Exercises to complete ▸
1) In the breast cancer account, why did the writer go to the breast clinic alone?
2) Repeat the part of the breast cancer account starting at "However, I'm still" and ending at "death sentence anymore.".

Study text ▸
..........

I went to our local hospital who have an all in one breast clinic. I went alone as I didn't think I would be told anything bad.
After the mammogram I had an ultrasound. The radiologist said she could see something abnormal and that she wanted the doctor to carry out a needle biopsy. He gave me a local anaesthetic but it still hurt!
I returned to the room where I first seen the consultant and he said to me "I think that this is a breast cancer, but we're not infallible so we'll get the biopsy tested and you can come back next week but bring someone with you as 4 ears are better than two".
As you might imagine, I walked out of there in a daze. Just then my husband rang to ask how I'd got on and I had to tell him.
The results showed I had a high grade tumour which was HER2+
The treatment regime was gruelling due to my heart disease and my heart function deteriorated further, although it's supposed to be temporary but it's still not back to the way it was.
However, I'm still here, still fighting and now, 2 years after my mastectomy I'm feeling human again!
And as a lovely treat my husband has booked us a 3 week holiday in the Caribbean in April. Life is good and it just goes to prove that cancer is not an automatic death sentence anymore.

..........

Stored entries ▸
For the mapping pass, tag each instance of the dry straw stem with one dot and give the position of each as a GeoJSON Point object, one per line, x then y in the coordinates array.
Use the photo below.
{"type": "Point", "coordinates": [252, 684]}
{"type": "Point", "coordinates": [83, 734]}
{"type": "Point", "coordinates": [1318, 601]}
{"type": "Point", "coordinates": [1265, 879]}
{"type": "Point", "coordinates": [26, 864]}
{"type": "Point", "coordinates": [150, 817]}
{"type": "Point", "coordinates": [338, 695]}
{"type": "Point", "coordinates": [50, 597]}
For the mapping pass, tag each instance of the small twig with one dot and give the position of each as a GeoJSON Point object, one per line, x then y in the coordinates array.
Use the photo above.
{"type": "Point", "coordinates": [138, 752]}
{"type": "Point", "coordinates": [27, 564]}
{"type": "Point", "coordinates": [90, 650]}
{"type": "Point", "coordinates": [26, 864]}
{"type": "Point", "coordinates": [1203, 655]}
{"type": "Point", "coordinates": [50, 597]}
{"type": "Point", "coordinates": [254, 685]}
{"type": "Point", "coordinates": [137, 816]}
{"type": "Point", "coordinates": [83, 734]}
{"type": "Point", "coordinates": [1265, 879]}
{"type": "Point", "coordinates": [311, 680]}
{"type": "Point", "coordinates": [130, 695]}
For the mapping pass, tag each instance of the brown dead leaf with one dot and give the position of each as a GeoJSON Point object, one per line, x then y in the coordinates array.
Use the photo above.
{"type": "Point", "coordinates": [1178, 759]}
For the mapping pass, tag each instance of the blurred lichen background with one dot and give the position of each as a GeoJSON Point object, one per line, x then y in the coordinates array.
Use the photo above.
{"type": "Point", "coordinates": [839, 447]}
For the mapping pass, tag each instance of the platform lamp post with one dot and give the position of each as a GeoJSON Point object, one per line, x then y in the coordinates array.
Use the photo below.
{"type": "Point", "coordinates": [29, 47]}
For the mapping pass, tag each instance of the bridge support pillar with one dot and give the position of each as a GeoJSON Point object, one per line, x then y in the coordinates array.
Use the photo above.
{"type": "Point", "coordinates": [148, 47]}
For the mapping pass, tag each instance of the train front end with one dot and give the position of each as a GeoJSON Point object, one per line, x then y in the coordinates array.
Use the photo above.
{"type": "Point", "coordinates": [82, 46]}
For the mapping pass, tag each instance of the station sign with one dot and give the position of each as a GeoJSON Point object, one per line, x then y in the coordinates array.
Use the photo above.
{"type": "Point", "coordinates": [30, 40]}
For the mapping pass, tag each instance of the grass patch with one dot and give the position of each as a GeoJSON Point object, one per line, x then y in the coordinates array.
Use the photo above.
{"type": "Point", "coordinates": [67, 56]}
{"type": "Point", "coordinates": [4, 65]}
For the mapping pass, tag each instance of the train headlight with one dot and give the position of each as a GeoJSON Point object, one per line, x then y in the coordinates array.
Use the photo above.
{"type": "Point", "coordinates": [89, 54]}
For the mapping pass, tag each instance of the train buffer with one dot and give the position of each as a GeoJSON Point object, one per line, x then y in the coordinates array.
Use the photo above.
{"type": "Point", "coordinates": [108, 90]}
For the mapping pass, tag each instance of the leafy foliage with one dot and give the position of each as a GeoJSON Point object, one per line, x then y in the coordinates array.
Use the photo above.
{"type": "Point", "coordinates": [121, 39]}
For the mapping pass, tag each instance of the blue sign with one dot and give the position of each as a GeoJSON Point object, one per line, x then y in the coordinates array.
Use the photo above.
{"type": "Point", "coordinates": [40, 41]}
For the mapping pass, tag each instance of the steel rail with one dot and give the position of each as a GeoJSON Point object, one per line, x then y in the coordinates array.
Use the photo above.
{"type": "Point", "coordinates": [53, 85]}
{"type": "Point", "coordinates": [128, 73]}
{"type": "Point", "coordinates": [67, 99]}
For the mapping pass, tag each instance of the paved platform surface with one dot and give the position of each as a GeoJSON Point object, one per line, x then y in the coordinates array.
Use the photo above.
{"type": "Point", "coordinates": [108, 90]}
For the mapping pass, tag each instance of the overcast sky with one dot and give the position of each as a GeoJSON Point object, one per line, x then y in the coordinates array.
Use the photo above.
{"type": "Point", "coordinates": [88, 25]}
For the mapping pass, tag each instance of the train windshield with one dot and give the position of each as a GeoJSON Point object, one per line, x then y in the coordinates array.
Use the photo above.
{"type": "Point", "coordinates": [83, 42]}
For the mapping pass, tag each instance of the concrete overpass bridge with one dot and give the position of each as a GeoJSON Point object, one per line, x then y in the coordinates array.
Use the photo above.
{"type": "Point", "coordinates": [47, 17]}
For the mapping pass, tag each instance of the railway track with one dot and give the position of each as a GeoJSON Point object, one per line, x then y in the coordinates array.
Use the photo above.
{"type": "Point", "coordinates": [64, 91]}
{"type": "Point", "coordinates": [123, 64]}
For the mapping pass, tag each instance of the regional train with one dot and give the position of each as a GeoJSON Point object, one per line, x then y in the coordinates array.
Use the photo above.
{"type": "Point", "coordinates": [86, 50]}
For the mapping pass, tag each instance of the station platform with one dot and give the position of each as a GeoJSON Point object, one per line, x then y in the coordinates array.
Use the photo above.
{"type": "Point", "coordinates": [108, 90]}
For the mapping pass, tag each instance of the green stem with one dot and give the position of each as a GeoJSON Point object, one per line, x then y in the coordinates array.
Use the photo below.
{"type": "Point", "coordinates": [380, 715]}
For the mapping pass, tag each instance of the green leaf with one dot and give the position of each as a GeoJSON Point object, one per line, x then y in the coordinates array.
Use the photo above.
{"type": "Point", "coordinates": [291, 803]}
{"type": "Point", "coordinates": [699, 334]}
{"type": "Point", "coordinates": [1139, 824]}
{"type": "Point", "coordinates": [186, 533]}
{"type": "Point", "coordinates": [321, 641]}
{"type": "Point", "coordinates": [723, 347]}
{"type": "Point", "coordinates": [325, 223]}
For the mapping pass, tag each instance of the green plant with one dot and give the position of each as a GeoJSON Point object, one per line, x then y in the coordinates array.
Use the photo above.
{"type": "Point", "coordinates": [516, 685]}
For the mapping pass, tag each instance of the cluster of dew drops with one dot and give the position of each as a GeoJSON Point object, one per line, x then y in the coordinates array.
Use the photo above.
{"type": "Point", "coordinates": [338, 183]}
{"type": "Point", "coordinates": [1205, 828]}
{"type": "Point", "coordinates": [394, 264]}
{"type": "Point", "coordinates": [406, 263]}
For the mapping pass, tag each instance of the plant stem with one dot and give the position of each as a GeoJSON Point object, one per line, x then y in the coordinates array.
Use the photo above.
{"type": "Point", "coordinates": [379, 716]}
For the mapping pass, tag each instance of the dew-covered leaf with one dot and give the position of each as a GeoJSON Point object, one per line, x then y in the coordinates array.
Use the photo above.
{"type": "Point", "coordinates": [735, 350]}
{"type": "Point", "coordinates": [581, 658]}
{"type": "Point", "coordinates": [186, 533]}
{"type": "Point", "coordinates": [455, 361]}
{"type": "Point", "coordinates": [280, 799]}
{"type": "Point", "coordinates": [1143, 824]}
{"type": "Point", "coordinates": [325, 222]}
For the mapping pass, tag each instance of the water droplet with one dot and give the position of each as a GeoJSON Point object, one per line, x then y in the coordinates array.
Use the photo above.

..........

Results of the exercise ▸
1) The writer went alone because they didn't think they would be told anything bad.

2)
However, I'm still here, still fighting and now, 2 years after my mastectomy I'm feeling human again!
And as a lovely treat my husband has booked us a 3 week holiday in the Caribbean in April. Life is good and it just goes to prove that cancer is not an automatic death sentence anymore.